• Data shown:
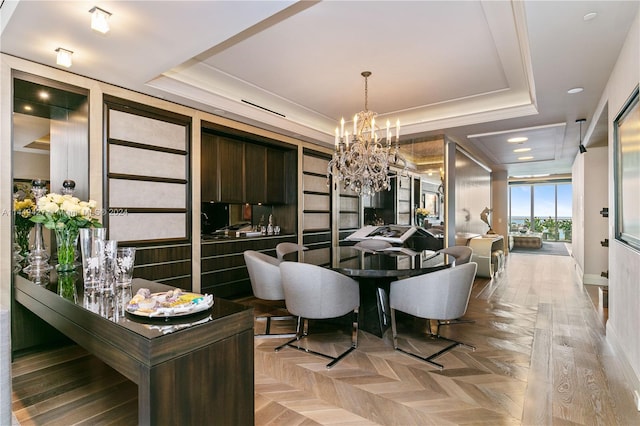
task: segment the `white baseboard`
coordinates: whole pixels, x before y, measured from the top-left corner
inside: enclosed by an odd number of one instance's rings
[[[607,343],[611,345],[616,360],[620,362],[623,379],[625,384],[629,386],[629,393],[632,395],[634,391],[640,391],[640,377],[633,370],[631,363],[629,363],[623,346],[620,344],[620,339],[610,321],[607,321],[606,329]]]

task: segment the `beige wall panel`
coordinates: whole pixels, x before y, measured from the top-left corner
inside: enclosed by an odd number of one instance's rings
[[[127,146],[109,146],[109,173],[186,179],[186,157]]]
[[[411,214],[400,213],[398,214],[398,225],[411,225]]]
[[[328,229],[329,219],[329,213],[305,213],[303,216],[303,229]]]
[[[360,200],[358,198],[340,197],[340,210],[358,211]]]
[[[305,175],[302,185],[303,191],[322,192],[325,194],[329,193],[326,177]]]
[[[118,241],[186,238],[185,213],[129,213],[109,215],[109,238]]]
[[[305,263],[313,265],[326,265],[331,260],[331,250],[327,248],[310,249],[304,252]]]
[[[304,210],[329,211],[331,198],[328,195],[304,194]]]
[[[340,213],[340,229],[359,228],[358,213]]]
[[[183,209],[187,207],[187,185],[109,179],[109,206]]]
[[[328,164],[328,160],[325,160],[324,158],[312,157],[310,155],[305,155],[302,159],[302,167],[303,171],[305,172],[326,175]]]
[[[163,148],[186,151],[184,126],[110,110],[109,137]]]

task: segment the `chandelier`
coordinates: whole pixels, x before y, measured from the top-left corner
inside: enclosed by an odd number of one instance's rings
[[[340,129],[336,127],[335,152],[327,167],[327,183],[333,175],[343,182],[345,189],[351,189],[358,195],[372,195],[391,187],[389,167],[400,166],[406,169],[406,161],[398,151],[400,138],[400,120],[396,121],[395,144],[392,144],[390,123],[387,120],[385,138],[379,136],[376,127],[376,113],[368,109],[367,79],[370,71],[363,71],[364,77],[364,111],[353,117],[353,136],[344,131],[344,118],[340,121]]]

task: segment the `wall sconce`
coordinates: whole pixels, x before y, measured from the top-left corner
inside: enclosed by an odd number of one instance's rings
[[[71,55],[73,55],[73,52],[71,50],[63,49],[62,47],[58,47],[56,52],[58,52],[56,64],[69,68],[71,66]]]
[[[584,123],[585,121],[587,121],[586,118],[579,118],[576,120],[576,123],[580,123],[580,145],[578,146],[578,149],[580,150],[580,154],[584,154],[585,152],[587,152],[587,148],[585,148],[585,146],[582,145],[582,123]]]
[[[94,6],[89,10],[91,13],[91,29],[102,34],[109,32],[109,17],[111,13]]]

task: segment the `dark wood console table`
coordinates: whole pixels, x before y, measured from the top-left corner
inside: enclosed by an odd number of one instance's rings
[[[16,275],[15,299],[138,385],[141,425],[253,424],[253,313],[216,298],[182,321],[143,322],[122,315],[117,298],[58,295]],[[135,279],[152,292],[172,287]]]

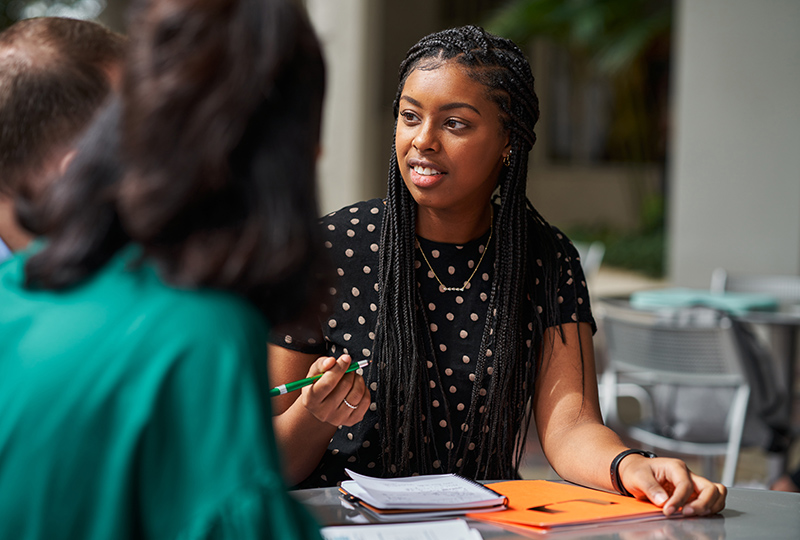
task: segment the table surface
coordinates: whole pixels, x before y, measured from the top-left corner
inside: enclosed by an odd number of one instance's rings
[[[292,495],[311,511],[320,525],[367,523],[358,510],[339,498],[336,488],[296,490]],[[800,538],[800,493],[730,488],[727,507],[715,516],[616,523],[546,535],[523,536],[489,523],[469,522],[486,540],[531,537],[554,540],[797,540]]]

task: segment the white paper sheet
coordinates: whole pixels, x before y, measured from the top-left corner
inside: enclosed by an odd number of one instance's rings
[[[324,527],[324,540],[481,540],[481,533],[463,519],[427,523],[388,523]]]

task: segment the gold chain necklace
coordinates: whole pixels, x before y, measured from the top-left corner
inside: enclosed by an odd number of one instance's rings
[[[419,252],[422,253],[422,258],[425,260],[425,264],[428,265],[433,277],[436,278],[436,281],[439,282],[439,285],[442,287],[444,292],[464,292],[467,289],[467,285],[469,282],[472,281],[472,278],[475,277],[475,274],[478,273],[478,268],[481,267],[481,263],[483,262],[483,258],[486,256],[486,252],[489,251],[489,244],[492,242],[492,233],[494,232],[494,210],[492,210],[492,218],[489,222],[489,238],[486,240],[486,247],[483,248],[483,253],[481,253],[481,258],[478,259],[478,264],[475,265],[475,269],[472,271],[472,274],[467,278],[467,281],[461,287],[447,287],[442,280],[439,279],[439,276],[436,275],[436,270],[433,269],[431,266],[430,261],[428,261],[428,257],[425,256],[425,251],[422,249],[422,244],[419,243],[419,239],[417,239],[417,247],[419,248]]]

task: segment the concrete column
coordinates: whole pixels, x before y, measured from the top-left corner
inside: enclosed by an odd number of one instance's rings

• Aim of the task:
Report the lines above that contain "segment".

• Exercise result:
task: segment the `white baseboard`
task: segment the `beige wall panel`
task: segment the `chandelier`
task: segment the `wall sconce`
task: segment the `dark wood console table`
task: segment the table surface
task: segment the white paper sheet
task: segment the gold chain necklace
task: segment the concrete column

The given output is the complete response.